→ YOUR ASSIGNMENT
Check each line of the data, and copy those where "below" appears.

→ RECORDED INFORMATION
^^^^^^^^

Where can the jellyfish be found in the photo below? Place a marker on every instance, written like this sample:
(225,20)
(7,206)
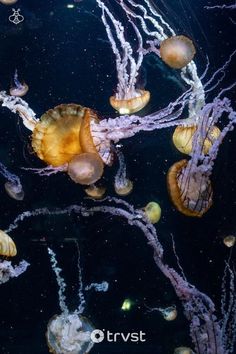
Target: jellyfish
(153,212)
(127,99)
(20,89)
(229,241)
(183,138)
(188,181)
(123,186)
(13,185)
(7,245)
(86,168)
(177,51)
(69,332)
(8,2)
(95,192)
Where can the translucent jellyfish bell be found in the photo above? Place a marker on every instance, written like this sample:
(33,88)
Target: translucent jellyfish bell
(131,105)
(177,51)
(153,212)
(15,191)
(86,168)
(7,245)
(69,334)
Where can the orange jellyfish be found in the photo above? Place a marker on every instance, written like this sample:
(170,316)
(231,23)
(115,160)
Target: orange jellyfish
(177,51)
(131,105)
(183,138)
(189,188)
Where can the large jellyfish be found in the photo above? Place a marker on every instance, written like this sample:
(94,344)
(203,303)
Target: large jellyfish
(127,99)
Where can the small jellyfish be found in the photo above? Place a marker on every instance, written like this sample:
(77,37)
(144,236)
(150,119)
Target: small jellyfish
(177,51)
(69,333)
(229,241)
(123,186)
(95,192)
(183,350)
(168,313)
(131,105)
(7,245)
(153,212)
(183,138)
(15,191)
(20,89)
(8,2)
(86,168)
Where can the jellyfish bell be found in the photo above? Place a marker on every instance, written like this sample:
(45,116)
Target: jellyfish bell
(95,192)
(229,241)
(69,334)
(177,51)
(183,350)
(153,212)
(14,190)
(7,245)
(124,188)
(132,104)
(183,138)
(191,194)
(20,90)
(168,313)
(86,168)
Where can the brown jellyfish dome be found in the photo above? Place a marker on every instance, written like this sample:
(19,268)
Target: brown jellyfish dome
(86,168)
(131,105)
(62,133)
(177,51)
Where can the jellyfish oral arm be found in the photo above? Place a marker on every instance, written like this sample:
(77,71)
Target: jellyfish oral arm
(17,105)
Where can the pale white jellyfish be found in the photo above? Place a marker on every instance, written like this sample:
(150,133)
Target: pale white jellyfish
(69,332)
(13,185)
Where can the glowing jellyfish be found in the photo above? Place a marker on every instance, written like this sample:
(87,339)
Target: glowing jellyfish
(95,192)
(86,168)
(127,99)
(20,89)
(153,212)
(8,2)
(183,138)
(168,313)
(7,245)
(183,350)
(15,191)
(229,241)
(177,51)
(190,191)
(69,334)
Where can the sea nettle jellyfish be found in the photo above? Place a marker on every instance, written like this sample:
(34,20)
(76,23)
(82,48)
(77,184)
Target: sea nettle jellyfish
(127,99)
(177,51)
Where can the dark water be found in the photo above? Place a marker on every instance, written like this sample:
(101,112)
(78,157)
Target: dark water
(64,56)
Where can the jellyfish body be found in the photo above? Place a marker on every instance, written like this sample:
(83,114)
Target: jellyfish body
(69,334)
(190,190)
(7,245)
(183,138)
(177,51)
(15,191)
(86,168)
(153,212)
(131,105)
(20,89)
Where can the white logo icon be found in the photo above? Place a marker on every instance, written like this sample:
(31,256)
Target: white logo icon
(97,336)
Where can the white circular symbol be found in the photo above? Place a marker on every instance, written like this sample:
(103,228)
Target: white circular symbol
(97,336)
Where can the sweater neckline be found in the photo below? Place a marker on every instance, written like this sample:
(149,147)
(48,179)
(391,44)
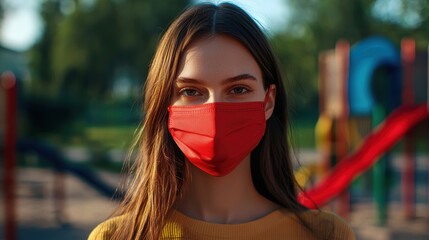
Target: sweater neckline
(224,230)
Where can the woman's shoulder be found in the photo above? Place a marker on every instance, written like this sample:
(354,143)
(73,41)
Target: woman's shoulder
(105,229)
(328,224)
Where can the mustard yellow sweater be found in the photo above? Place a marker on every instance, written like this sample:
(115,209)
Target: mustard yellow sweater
(280,224)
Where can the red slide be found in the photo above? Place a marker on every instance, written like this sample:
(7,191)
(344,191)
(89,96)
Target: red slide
(378,142)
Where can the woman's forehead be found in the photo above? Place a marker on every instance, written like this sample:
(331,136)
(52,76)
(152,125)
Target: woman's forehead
(218,57)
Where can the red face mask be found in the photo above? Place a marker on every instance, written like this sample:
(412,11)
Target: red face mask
(216,137)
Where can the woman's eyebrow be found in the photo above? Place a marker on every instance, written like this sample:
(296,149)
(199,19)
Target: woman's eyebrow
(238,78)
(224,82)
(187,80)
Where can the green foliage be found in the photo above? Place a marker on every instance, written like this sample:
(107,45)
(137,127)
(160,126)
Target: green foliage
(88,45)
(316,26)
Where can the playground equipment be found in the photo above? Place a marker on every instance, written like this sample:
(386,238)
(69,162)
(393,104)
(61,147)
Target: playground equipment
(348,80)
(11,145)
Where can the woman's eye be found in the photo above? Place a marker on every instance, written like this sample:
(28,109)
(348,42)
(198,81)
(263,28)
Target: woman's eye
(188,92)
(239,90)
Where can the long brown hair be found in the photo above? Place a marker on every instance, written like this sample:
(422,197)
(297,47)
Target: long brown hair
(159,170)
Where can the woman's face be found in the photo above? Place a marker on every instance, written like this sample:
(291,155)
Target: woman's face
(217,69)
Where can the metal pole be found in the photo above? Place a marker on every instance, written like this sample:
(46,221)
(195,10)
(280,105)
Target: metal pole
(9,84)
(408,52)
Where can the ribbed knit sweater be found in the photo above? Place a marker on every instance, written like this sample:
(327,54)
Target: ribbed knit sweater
(280,224)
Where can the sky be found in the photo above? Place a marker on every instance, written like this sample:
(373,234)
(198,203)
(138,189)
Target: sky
(22,24)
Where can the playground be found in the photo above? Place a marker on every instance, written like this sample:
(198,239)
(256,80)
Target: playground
(370,164)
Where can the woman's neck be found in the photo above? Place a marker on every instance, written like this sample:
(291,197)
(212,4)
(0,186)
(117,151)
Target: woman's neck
(229,199)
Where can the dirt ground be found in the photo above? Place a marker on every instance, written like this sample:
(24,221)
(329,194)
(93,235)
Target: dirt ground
(84,208)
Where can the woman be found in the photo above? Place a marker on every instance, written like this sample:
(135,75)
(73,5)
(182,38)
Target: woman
(213,160)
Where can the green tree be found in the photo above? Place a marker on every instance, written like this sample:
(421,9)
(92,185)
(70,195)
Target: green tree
(316,26)
(88,45)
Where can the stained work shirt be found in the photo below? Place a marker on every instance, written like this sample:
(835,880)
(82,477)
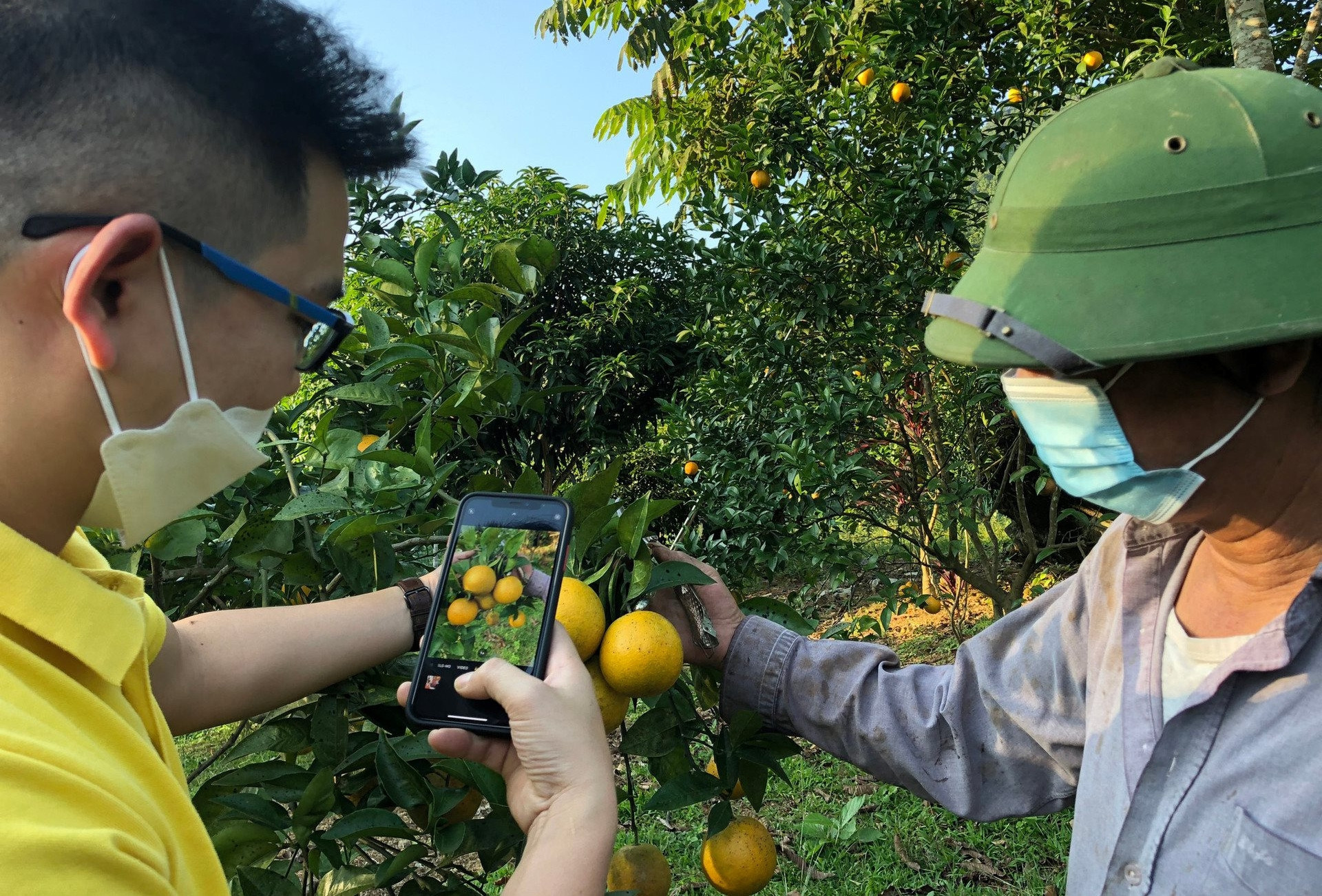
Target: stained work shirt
(93,797)
(1059,703)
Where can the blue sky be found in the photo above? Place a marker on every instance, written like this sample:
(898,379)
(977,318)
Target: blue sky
(483,83)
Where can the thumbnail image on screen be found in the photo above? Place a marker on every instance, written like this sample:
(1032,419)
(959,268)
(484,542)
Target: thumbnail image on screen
(495,599)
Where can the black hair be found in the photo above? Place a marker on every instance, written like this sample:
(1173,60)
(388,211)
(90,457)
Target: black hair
(198,111)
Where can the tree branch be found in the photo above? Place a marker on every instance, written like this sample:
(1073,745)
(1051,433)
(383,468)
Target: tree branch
(1301,58)
(1250,36)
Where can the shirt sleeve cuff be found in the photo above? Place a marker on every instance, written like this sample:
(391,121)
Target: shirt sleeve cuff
(757,668)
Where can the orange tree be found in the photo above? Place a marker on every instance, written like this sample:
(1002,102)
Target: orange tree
(366,460)
(832,202)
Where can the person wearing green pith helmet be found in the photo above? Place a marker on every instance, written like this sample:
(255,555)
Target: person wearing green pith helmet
(1146,286)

^^^^^^^^

→ EXERCISE RESPONSE
Where can the jellyfish be found in the photo below? Place a marker on every instance, written like this sample:
Where can the sweater neckline be found in the photo below? Place a marker on every instance, written like this sample:
Where can the stained work shirt be found in the photo below? Place a marker on every instance, written like this sample:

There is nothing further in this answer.